Minggu, 30 Mei 2010

KAPAN PERDEBATAN TENTANG PENDIDIKAN DASAR USAI?

|0 komentar
Mendiskusikan pendidikan di Indonesia tak pernah surut dari media baik isu mengenai kontroversi Ujian Nasional, sertifikasi guru hingga kondisi bangunan gedung-gedung sekolah diberbagai penjuru tanah air. Kondisi pendidikan di daerah (terutama pedalaman dan terpencil) belum termasuk untuk daerah yang terkena bencana alam sangat memprihatinkan. Gedung hampir roboh, ruang kelas rusak, kursi dan meja reyot belum lagi peserta didik yang terkena kebijakan UN sampai bunuh diri gara-gara tak lulus. Padahal dalam amandemen ke 3 UUD menegaskan alokasi anggaran pendidikan minimal 20 persen baik dalam APBN maupun APBD. Kenyataannya hanya beberapa daerah tertentu yang mampu menggratiskan biaya pendidikan dasar 9 tahun (meskipun sekolah negeri saja). Artinya perlindungan warga negara untuk mendapatkan hak dasarnya tidak secara otomatis.

══════

### Petunjuk Latihan
• A. Terjemahkan kalimat dari teks tentang pendidikan dasar ini ke dalam bahasa Inggris: "Artinya perlindungan warga negara untuk mendapatkan hak dasarnya tidak secara otomatis."
• B. Tolong kutip bagian teks tentang pendidikan dasar di antara "KAPAN PERDEBATAN TENTANG" dan "tidak secara otomatis.", kedua ujungnya ikut disertakan.

══════

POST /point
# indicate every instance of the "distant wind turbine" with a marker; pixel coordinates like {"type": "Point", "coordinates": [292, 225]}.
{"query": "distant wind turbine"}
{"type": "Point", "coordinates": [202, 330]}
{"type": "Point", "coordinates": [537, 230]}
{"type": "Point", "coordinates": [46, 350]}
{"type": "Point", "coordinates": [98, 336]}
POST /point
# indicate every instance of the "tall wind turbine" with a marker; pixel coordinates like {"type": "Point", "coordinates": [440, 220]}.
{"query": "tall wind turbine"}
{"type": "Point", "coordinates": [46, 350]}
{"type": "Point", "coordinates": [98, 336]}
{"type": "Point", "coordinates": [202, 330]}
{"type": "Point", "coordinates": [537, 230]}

══════

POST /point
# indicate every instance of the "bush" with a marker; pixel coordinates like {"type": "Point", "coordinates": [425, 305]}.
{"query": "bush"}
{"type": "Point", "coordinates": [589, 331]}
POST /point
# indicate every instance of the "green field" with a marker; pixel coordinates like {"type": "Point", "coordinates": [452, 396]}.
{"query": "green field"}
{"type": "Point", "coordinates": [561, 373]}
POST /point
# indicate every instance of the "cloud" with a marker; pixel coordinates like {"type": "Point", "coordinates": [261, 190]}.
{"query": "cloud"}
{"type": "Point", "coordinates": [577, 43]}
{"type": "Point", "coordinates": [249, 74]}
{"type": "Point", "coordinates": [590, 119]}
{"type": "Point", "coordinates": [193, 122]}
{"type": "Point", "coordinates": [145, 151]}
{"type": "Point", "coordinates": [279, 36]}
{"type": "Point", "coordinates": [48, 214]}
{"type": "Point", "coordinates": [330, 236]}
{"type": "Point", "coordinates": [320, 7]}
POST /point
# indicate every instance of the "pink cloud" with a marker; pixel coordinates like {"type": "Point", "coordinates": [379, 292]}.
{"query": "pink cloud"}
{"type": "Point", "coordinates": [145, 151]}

══════

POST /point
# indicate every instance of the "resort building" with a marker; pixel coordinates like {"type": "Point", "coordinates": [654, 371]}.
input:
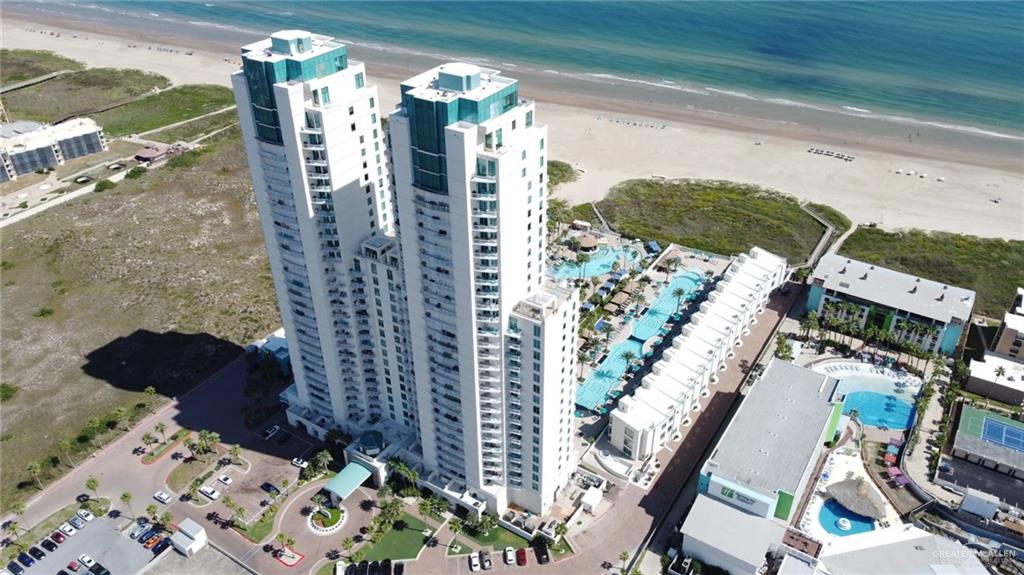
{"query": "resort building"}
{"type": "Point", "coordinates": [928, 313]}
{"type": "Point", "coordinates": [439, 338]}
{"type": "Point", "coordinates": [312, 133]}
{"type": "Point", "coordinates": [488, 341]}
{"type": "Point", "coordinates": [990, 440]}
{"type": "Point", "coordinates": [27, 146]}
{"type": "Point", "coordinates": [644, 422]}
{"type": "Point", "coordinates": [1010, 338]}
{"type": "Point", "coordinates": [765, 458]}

══════

### Jawaban Tiap Tugas
• A. This means that the protection of citizens in obtaining their basic rights is not automatic.

• B.
KAPAN PERDEBATAN TENTANG PENDIDIKAN DASAR USAI?

|0 komentar
Mendiskusikan pendidikan di Indonesia tak pernah surut dari media baik isu mengenai kontroversi Ujian Nasional, sertifikasi guru hingga kondisi bangunan gedung-gedung sekolah diberbagai penjuru tanah air. Kondisi pendidikan di daerah (terutama pedalaman dan terpencil) belum termasuk untuk daerah yang terkena bencana alam sangat memprihatinkan. Gedung hampir roboh, ruang kelas rusak, kursi dan meja reyot belum lagi peserta didik yang terkena kebijakan UN sampai bunuh diri gara-gara tak lulus. Padahal dalam amandemen ke 3 UUD menegaskan alokasi anggaran pendidikan minimal 20 persen baik dalam APBN maupun APBD. Kenyataannya hanya beberapa daerah tertentu yang mampu menggratiskan biaya pendidikan dasar 9 tahun (meskipun sekolah negeri saja). Artinya perlindungan warga negara untuk mendapatkan hak dasarnya tidak secara otomatis.